## Text passage
Postdoctoral Research Associate
University of North Carolina at Chapel Hill
Chapel Hill, North Carolina, United States
I am Nirupama Ramadas, PhD, Postdoctoral Research Associate at Dr. Erica Sparkenbaugh's lab, Blood Research Center, University of North Carolina at Chapel Hill.
I completed my Ph.D from Mysore University, India. During my doctoral work I investigated the role of chronic stress on glucose metabolism. I had my initial postdoctoral training in SASTRA University, India. I was awarded with Young Scientist Fellowship from Indian Council of Medical Research for the project entitled “Impact of Gestational Diabetes Mellitus on feto-placental vascular function”. I joined as postdoctoral fellow in Dr. He’s lab, in the Department of Cellular and Molecular Physiology, Penn State College of Medicine, Hershey, where my work was focused on delineating the mechanisms involved in long-term exercise-induced attenuation of atherosclerotic progression in Apo E KO mice. I joined Dr. Erica Sparkenbaugh's lab at University of North Carolina in December 2021. My research project is focuses on the investigation of biased protease activated receptor 1 (PAR1) signaling to attenuate the vascular complications associated with VOC (Vaso Occlusive Crisis) including enhanced thromboinflammation and microvascular stasis in sickle cell disease (SCD). SCD is a most common inherited hemoglobinopathy caused by a single nucleotide mutation in the β- globin chain. Chronic activation of coagulation and inflammation mediates disease pathology. PAR1 is a G-protein coupled receptor activated by proteolytic cleavage. Several studies indicate that thrombin-mediated activation of PAR1 leads to detrimental, pro-inflammatory responses whereas activation by activated protein C (APC) induces anti-inflammatory and cytoprotective signaling. Parmodulin is a small allosteric modulator of PAR1 which activates its cytoprotective signaling. The main aim of my project is to determine the beneficial and detrimental role of PAR1 signaling on vascular complications and to develop a therapeutic intervention to prevent detrimental signaling and preserve beneficial PAR1 signaling in SCD.

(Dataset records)
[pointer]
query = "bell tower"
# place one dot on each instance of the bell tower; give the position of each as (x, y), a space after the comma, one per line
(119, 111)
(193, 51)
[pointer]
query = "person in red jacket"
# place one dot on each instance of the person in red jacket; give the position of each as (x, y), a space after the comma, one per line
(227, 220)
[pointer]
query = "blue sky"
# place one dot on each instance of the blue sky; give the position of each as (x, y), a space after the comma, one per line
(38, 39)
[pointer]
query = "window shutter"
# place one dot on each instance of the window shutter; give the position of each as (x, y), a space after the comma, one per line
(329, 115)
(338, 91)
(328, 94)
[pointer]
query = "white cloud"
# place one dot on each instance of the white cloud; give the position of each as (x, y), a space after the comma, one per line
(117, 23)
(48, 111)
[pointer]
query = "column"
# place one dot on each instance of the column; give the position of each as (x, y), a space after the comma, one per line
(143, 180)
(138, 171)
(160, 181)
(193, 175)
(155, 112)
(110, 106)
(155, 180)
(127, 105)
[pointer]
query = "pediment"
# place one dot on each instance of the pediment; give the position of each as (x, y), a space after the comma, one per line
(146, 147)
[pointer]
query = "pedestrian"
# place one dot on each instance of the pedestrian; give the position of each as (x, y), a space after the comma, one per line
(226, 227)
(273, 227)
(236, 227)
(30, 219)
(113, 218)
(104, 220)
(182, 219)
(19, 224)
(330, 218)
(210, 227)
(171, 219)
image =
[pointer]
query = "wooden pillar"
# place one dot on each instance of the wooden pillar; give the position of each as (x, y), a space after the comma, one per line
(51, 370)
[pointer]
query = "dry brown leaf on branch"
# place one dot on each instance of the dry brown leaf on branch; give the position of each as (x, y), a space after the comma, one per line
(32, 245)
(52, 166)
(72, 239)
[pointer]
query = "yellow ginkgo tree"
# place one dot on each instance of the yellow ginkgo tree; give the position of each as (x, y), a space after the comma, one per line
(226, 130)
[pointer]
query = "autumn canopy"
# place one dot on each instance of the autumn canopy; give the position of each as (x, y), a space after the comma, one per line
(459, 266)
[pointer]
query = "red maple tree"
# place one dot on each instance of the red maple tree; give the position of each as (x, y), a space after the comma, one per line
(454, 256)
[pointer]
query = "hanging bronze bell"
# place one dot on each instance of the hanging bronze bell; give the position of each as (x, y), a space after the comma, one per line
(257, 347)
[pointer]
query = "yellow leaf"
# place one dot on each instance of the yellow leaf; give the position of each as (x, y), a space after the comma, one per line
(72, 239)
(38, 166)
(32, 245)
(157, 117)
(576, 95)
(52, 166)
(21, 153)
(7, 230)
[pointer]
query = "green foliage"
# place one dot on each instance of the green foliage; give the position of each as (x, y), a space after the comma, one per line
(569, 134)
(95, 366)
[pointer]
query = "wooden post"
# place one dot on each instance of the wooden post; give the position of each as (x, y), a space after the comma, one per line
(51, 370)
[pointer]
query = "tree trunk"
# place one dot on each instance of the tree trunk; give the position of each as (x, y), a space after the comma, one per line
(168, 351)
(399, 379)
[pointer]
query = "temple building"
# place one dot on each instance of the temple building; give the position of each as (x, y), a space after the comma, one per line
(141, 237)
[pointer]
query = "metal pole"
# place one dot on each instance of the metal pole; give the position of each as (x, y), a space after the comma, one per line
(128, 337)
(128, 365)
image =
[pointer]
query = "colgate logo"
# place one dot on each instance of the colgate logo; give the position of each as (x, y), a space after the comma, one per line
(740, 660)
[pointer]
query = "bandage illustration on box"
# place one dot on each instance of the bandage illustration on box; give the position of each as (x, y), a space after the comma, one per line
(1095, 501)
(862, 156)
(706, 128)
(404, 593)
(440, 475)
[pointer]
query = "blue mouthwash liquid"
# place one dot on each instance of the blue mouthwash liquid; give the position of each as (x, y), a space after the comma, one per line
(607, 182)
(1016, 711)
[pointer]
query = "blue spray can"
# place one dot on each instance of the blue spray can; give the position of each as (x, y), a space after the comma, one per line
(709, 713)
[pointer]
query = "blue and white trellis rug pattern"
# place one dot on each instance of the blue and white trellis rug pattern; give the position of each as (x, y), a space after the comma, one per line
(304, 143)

## What to do
1) Using the researcher profile, decide whether each statement agrees with it. Answer yes or no for each and quote the deciding words. (a) The researcher's doctoral work examined how chronic stress affects glucose metabolism. (b) The researcher joined Dr. Erica Sparkenbaugh's lab in January 2021. (c) Parmodulin activates the pro-inflammatory signaling of PAR1.
2) List every institution in the researcher profile where the researcher earned a degree, trained, or worked.

## Answers in order
1)
(a) Yes: "During my doctoral work I investigated the role of chronic stress on glucose metabolism."
(b) No: "I joined Dr. Erica Sparkenbaugh's lab at University of North Carolina in December 2021."
(c) No: "Parmodulin is a small allosteric modulator of PAR1 which activates its cytoprotective signaling."

2)
- Mysore University
- SASTRA University
- Penn State College of Medicine
- University of North Carolina at Chapel Hill